» **Action item**
Once you find the line containing "In the photo above, where can the blazer lapel", please retype it and every line after it to the end of the entries, exactly and with nothing added.

[[ Records open ]]

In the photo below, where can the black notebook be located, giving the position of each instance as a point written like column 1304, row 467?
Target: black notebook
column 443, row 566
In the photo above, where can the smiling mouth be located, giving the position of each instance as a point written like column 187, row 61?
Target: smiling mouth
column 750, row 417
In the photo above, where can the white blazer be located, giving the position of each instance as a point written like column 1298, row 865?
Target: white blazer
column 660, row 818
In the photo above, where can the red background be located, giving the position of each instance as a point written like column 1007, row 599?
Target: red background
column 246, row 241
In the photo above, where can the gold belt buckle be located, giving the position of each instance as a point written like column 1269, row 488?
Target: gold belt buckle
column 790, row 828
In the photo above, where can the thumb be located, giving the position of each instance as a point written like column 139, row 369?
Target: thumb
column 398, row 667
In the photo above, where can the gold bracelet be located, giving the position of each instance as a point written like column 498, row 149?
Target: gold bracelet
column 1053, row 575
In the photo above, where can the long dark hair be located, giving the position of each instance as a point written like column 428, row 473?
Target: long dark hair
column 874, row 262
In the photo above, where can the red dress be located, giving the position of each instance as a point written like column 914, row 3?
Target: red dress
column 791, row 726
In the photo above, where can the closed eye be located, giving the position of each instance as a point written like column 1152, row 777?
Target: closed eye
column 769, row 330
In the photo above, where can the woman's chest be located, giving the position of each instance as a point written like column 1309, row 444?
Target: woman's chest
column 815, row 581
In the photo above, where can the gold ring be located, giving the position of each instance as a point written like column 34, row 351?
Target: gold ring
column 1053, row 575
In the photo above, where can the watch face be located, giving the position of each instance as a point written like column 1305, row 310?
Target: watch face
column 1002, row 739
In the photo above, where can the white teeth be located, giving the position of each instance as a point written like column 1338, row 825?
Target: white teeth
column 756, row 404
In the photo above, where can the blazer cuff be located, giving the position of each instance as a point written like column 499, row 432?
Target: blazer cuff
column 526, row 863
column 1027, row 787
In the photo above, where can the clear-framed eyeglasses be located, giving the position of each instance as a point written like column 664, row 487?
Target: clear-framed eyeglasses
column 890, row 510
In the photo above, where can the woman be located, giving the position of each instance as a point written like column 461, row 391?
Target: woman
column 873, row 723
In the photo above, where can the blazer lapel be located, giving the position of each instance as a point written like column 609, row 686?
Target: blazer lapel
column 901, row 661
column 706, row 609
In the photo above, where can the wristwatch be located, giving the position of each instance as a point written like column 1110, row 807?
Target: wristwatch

[[ Records closed ]]

» **Response below**
In the photo above, where can the blazer lapel be located, giving the position of each instance as a point written like column 609, row 686?
Target: blazer lapel
column 901, row 661
column 706, row 609
In the photo above, where can the wristwatch be located, giving the position of each instance as a point written like column 1110, row 807?
Target: wristwatch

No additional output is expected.